WHAT IS NEEDED
Carry on the article about Zaybaykalsky National Park from the point where it stops.

[[ EXTRACT open ]]

Nature reserve in Buryatia, Russia

Zaybaykalsky National Park (Забайкальский национальный парк) (in English, "Trans-Baikal") covers the middle section of the eastern shore of Lake Baikal, the west slope of the Barguzin mountains to the east, the Ushkany Islands, and the only large peninsula on the lake, Svyatoy Nos ("Holy Nose"). Of the 2690 km2 of the park, 38.8 km^{2} are protected water areas of the lake itself.

==Topography==
Zaybaykalsky is bounded on the west by the shores of Lake Baikal, on the north by the Barguzin Nature Reserve (a strictly protected 'zapovednik' nature reserve of about the same size as Zaybaykalsky), and on the south and east by the Barguzin mountain range. The highest point in the park is Mt. Barmashovoe, at 2376 m.

The park is, above all, steep. 55% of the park is on a slope of more than 26°, and an additional 28% is between 16° and 25°.

The Svyatoy Noy peninsula is 53 km long and 35 km wide, with its own mountain complex, the highest peak of which is 1877 meters above sea level and 1422 meters above the lake. The island mountains are forested with birch, larch, pine, and rhododendron. It has several dozen mountain streams and springs, and is connected to the mainland by the Chivyrkuisky isthmus. The island is known for its views of the lake (allowing a high central viewpoint to see mountains ranges across the water on all sides), and for its "singing sand" Marokov beach, so-called because of the sound made by walking on it.

The Ushkany Islands, in the middle of the lake but part of Zaybaykalsky park, are the above-water eastern end of the submerged Academician Ridge, which separates Lake Baikal into northern and southern basins. The western shore of the lake sees the Academic ridge rise again above the water in the form of Olkhon Island, which is part of Pribaykalsky National Park. The Ushkany are an archipelago of four islands totaling 10 km^{2} in area. They are famous as the central home of the Baikal seal. The islands are marble and limestone and contain caves with evidence of human habitation from the Neolithic age.

[[ EXTRACT closed ]]
[[ DATA RECORDS open ]]

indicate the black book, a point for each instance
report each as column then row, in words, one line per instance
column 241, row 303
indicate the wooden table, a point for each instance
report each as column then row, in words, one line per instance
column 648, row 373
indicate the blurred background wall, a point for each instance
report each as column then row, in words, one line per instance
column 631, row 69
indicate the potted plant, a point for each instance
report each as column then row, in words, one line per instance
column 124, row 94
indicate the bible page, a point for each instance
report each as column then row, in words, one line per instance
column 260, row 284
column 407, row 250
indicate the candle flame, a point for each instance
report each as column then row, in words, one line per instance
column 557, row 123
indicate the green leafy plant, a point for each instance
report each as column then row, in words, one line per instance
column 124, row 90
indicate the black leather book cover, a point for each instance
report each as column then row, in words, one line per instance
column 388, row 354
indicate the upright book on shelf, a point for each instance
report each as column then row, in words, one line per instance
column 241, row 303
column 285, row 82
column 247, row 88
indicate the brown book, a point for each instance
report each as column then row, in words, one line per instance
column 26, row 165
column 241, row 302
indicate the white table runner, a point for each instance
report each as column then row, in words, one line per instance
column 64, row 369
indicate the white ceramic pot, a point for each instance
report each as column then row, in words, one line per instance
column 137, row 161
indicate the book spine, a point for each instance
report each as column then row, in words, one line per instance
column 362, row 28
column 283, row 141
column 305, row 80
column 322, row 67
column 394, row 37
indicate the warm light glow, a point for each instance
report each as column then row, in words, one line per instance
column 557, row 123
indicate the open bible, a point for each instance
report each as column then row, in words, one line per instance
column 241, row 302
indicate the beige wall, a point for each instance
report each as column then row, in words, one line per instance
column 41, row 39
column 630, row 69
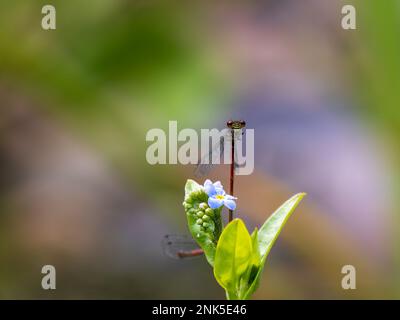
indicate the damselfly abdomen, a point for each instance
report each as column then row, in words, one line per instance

[[ DATA RECORDS closed ]]

THE ANSWER
==Ecoregion and climate==
Zaybaykalsky is located in the East Siberian taiga ecoregion (WWF ID #601). This ecoregion is situated between the Yenisei and Lena Rivers. Its northern border reaches the Arctic Circle, and its southern border reaches 52°N latitude. The dominant vegetation formation is light coniferous taiga with Larix gmelini forming the canopy in areas with low snow cover. This ecoregion is rich in minerals.

The climate at Zaybaykalsky is subarctic with dry winters (Köppen climate classification Dwc). This climate is characterized by long, very cold winters and cool summers, but with little snow in winters. The lake has a somewhat moderating effect on Zaybaykalsky—average January temperatures are –18 °C, while average July temperatures are 23 °C. Temperatures in the mountain values may be a few degrees colder. Annual precipitation averages 450 mm on the shore of the lake to 550 mm in the mountains. Prevailing winds are from the south and southwest.

==Flora==
Because of the sharp grades from the lake shore to mountain tops, the forests of Trans-Baikal display strong altitude zoning in the tree cover. The forests are mostly conifers of the Eastern Siberian taiga in nature: 34% of the forests are pine (Pinus sylvestris), 30% is Siberian dwarf pine (Pinus pumila), 14% are Siberian pine (Pinus sibirica), and 9% are larch (Larix gmelmii). Approximately 10000 ha are in old growth stands.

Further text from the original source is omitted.